Given instruction: Set down each of the lines below word for word, without the pictures.

>> start Dataset entries

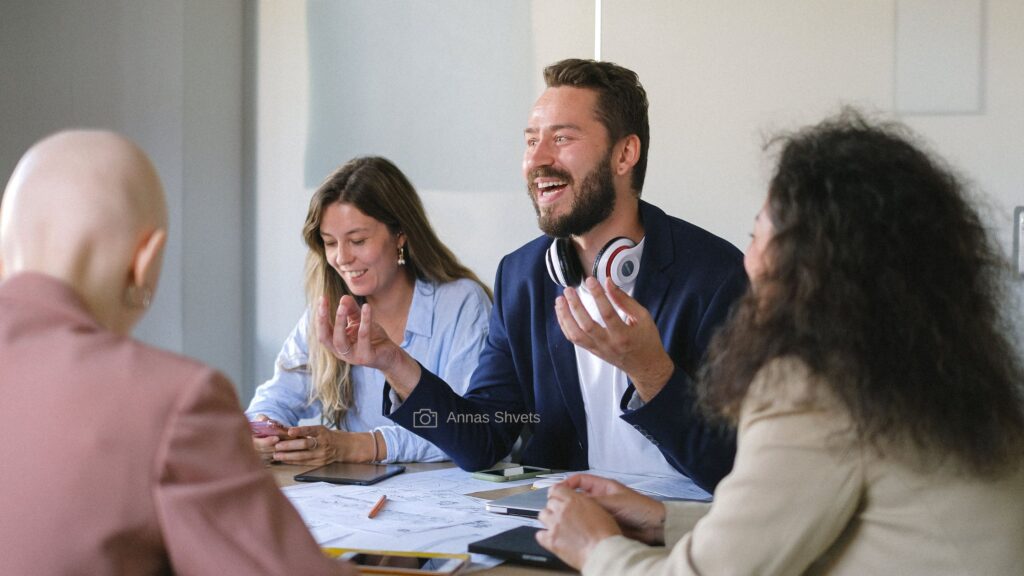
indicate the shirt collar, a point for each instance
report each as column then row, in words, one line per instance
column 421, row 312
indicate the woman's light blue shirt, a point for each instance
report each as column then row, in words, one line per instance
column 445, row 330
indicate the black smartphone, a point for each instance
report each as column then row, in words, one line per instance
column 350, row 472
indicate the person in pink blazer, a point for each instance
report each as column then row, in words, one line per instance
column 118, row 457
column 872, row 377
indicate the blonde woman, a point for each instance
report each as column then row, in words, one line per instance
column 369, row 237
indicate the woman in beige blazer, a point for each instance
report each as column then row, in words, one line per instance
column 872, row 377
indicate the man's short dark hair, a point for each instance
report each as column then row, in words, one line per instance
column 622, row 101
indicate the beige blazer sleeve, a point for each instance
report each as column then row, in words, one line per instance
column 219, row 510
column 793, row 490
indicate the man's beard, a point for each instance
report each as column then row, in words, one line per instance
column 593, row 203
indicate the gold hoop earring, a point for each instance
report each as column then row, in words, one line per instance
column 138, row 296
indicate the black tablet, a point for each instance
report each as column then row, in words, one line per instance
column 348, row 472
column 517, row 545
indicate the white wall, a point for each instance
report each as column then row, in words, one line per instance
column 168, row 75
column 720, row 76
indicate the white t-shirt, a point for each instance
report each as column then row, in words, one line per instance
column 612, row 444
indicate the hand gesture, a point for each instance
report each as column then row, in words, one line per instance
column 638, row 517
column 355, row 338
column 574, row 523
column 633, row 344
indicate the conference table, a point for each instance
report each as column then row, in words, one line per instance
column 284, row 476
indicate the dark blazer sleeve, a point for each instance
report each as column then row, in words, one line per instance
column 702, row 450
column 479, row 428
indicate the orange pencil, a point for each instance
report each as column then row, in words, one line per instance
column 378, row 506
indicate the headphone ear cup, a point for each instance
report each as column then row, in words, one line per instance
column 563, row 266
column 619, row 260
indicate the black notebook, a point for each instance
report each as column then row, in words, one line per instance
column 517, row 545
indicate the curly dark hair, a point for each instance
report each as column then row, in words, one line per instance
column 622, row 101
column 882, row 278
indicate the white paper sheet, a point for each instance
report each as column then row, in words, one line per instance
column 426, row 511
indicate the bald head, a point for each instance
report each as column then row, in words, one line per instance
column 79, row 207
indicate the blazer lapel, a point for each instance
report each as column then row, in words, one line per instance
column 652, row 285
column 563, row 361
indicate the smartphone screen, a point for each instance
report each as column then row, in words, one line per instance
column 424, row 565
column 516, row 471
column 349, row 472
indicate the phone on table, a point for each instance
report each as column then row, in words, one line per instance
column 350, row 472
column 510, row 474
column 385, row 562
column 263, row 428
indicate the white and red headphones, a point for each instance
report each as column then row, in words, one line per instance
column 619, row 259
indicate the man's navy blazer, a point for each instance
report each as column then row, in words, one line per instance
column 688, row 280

>> end Dataset entries

Worked solution:
indicate the shirt collar, a point for each instance
report each as column then row, in words, one line per instance
column 421, row 312
indicate the woman's light blue shirt, a point for each instance
report each as column then row, in words, one line per instance
column 445, row 330
indicate the black smartphone, a point for each instance
report each as column then row, in words, one line per instance
column 350, row 472
indicate the person in pink blazer, a point for each instance
report each as column then row, in words, one line per instance
column 118, row 457
column 872, row 377
indicate the blonde woman, a point for each instance
report each as column then row, in words, one line per instance
column 369, row 237
indicate the woman in beige blazer, a point for each instance
report each as column then row, in words, one line per instance
column 872, row 377
indicate the man's short dark hair, a point for each instance
report each as column then row, in words, one line per instance
column 622, row 101
indicate the beige blazer sleeve, a point for each instance
report each as column then row, in words, one line per instance
column 219, row 510
column 793, row 490
indicate the man's beard, a point for each instance
report each as column then row, in words, one line per instance
column 593, row 203
indicate the gold hoop earring, a point for each instance
report each as column then row, in words, one line per instance
column 138, row 296
indicate the black tablet, a point for each instance
report each as column then row, in words, one line per instance
column 348, row 472
column 517, row 545
indicate the white wall, a point for each instance
report each as column then row, in words, one line per instance
column 168, row 75
column 720, row 76
indicate the white t-shirt, a point for each instance
report each as column then row, in words, one line per instance
column 612, row 444
indicate the hand gesture, a point for each instance
report each as column then row, in words, one line per instance
column 638, row 517
column 355, row 338
column 574, row 523
column 633, row 344
indicate the conference table, a point for each instance
report each as column then row, in words, one line per instance
column 284, row 476
indicate the dark blazer sleeve, a point for each instance
report each as column then row, in words, one line per instance
column 702, row 450
column 479, row 428
indicate the orange pencil, a point for each instance
report each as column then row, in words, one line per instance
column 378, row 506
indicate the headphone ear cup, a point for each instance
report each as column then row, in words, one line per instance
column 563, row 266
column 619, row 260
indicate the black notebook, a point for each instance
report each as column then row, in words, one line per instance
column 517, row 545
indicate the curly dark hair, a point for each instance
report each as column then row, in words, one line per instance
column 622, row 101
column 882, row 278
indicate the white paper sheet, a point for each instance
report each as column then row, in words, one line per instance
column 426, row 511
indicate the bald head, a point for each instance
report each as column then row, in words, one line per instance
column 79, row 207
indicate the blazer lapel, a point for each instance
report each as column then row, in words, one line per instance
column 652, row 285
column 563, row 361
indicate the smartphone screen, a point for each instance
report each as column then row, in words, one line per instance
column 424, row 565
column 516, row 471
column 349, row 472
indicate the phone on table, a point for each instance
report each as column then row, in words, one line per instance
column 350, row 472
column 510, row 474
column 385, row 562
column 263, row 428
indicate the white and red headphones, a point for each instance
report each as column then row, in words, one line per instance
column 619, row 259
indicate the man's navy blazer, a point for each instance
report each as column then row, in words, one line per instance
column 688, row 280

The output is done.